→ Goal: Reproduce the lines below word for word, keeping every one of them in its original order.
## BEGIN Supplied material
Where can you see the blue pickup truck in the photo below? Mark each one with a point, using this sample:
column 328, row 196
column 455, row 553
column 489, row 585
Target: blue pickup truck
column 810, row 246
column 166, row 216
## END Supplied material
→ Completed task:
Where can you see the blue pickup truck in the photo below? Mark each one with a point, using this sample:
column 328, row 196
column 455, row 553
column 489, row 585
Target: blue pickup truck
column 810, row 246
column 166, row 216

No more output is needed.